**GIVEN PROBLEM:**
Pull out the stretch of entries from the line containing "Please outline the brown" through the line containing "[315,41,337,60]", both ends included, and reproduce it word for word. Leave out any pictures.

+===+

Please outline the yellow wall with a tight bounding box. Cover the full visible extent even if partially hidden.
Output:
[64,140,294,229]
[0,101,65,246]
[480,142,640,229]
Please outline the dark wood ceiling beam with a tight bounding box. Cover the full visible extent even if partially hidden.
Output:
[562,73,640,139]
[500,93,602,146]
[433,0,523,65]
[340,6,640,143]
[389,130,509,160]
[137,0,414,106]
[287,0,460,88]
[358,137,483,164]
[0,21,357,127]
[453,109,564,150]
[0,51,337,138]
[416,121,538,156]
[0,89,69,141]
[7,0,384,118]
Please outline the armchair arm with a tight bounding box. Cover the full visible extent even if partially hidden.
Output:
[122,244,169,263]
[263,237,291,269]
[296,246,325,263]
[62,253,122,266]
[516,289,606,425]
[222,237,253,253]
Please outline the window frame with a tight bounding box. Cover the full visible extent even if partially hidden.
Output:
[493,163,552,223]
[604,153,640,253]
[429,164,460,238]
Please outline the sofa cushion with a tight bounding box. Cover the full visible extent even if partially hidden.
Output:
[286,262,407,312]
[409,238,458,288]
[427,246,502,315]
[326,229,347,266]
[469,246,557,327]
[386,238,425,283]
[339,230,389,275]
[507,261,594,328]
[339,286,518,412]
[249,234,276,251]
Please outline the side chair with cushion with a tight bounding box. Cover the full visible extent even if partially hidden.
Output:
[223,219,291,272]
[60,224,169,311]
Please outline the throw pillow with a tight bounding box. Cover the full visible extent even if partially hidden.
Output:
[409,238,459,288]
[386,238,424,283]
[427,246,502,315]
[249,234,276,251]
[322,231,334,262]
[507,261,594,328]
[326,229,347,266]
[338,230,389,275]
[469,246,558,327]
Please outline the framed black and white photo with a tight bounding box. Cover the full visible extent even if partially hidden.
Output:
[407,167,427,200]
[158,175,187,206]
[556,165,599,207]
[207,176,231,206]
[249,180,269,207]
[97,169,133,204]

+===+

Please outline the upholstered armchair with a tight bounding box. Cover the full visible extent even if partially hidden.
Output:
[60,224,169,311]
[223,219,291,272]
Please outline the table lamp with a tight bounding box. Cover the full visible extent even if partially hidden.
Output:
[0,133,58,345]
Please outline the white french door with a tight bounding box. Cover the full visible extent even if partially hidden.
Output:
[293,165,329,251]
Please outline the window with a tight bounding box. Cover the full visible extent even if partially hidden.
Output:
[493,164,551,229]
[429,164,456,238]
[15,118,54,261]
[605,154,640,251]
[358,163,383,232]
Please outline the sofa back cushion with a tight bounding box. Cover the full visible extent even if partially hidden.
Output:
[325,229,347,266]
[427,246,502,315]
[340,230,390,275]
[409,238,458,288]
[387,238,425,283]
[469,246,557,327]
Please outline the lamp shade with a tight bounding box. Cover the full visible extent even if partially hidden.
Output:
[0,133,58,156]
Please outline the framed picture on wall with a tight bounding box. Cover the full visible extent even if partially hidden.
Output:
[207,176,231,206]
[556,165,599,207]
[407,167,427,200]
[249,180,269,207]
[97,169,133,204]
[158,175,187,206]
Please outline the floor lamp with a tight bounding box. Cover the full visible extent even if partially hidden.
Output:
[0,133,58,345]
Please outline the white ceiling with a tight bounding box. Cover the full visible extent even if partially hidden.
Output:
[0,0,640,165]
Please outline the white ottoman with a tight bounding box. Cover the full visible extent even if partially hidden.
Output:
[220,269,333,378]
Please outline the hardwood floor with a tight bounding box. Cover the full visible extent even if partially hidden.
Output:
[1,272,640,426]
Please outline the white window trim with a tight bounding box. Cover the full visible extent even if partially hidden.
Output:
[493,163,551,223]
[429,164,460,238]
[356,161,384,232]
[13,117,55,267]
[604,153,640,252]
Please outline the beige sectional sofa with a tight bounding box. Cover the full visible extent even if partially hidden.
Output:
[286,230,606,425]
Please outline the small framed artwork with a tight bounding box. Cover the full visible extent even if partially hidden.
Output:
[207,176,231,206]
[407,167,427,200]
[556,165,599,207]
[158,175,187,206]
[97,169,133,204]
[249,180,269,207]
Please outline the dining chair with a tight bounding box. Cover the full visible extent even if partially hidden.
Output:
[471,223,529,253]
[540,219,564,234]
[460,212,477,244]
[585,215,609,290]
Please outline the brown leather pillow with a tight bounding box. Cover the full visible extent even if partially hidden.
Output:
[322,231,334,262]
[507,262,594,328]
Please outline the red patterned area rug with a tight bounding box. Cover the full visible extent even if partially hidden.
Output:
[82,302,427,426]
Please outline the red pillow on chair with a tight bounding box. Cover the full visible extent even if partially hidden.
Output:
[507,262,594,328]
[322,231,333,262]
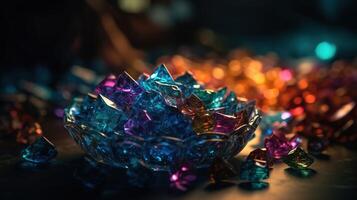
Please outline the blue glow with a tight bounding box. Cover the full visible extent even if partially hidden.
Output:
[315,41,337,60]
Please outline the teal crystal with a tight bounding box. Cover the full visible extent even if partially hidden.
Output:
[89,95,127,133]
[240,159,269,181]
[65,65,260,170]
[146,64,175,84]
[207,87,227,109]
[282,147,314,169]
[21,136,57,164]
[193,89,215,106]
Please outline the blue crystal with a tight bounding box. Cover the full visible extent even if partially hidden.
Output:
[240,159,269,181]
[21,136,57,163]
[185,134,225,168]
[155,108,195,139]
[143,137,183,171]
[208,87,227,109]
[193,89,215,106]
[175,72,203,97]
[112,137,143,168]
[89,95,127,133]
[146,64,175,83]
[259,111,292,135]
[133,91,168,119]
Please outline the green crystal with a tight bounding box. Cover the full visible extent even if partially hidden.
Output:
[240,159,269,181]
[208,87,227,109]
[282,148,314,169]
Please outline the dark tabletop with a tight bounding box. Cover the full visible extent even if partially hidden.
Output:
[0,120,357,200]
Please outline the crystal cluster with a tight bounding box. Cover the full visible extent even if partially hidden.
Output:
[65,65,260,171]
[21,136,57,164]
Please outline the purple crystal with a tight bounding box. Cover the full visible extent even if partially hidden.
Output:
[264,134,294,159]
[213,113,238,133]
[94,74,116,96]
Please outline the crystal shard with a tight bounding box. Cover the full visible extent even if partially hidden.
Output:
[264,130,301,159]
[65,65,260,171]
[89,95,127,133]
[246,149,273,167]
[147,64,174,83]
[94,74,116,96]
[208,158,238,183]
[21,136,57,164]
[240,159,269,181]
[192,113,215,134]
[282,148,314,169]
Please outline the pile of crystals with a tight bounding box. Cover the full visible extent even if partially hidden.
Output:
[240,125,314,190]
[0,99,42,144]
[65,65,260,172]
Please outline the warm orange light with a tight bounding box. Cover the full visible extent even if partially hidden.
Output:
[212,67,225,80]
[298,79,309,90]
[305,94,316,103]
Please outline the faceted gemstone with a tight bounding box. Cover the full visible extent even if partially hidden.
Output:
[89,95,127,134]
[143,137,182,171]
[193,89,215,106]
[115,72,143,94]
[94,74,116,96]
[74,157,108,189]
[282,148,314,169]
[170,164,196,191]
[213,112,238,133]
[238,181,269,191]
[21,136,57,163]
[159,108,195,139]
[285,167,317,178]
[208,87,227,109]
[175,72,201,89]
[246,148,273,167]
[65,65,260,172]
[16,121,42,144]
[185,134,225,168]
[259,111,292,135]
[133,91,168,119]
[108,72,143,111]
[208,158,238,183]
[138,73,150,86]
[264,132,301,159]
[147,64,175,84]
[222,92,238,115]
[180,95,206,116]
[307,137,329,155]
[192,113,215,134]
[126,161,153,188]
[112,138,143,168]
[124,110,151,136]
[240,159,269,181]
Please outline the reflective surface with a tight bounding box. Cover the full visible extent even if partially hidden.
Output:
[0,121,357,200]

+===+

**REPLY TO THE TASK:**
Please outline the brown leather pillow with a tight bounding box. Cover the full visible extent even if partially hidden.
Output:
[322,231,334,262]
[507,262,594,328]
Please outline the red patterned area rug with a tight bounding box. Cover the full visible extent even if partially hidden.
Output:
[82,302,427,426]
Please outline the red pillow on chair with a tight bounding box. Cover the full visible extent even if partially hidden.
Output:
[507,262,594,328]
[322,231,333,262]
Please outline the blue glow with a tight bounding box. Cover the full visible extent even if partially hidden.
Output:
[315,41,337,60]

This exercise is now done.